_WHAT YOU ARE ASKED TO DO:_
Convert every line of the data below into a Markdown table with two columns, Number and Record line, and skip any blank lines. Leave the pictures out of the table.

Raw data
++++++++
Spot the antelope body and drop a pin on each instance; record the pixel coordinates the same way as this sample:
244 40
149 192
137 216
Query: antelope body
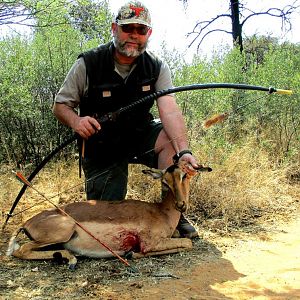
125 226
++++++++
_OUTPUT:_
| Number | Record line |
|---|---|
| 1 | Spot the antelope body and drop a pin on each instance; record the pixel coordinates the same way as this sample: |
| 2 | 244 40 |
| 3 | 149 192 |
| 4 | 137 216 |
| 5 | Query: antelope body |
| 6 | 125 226 |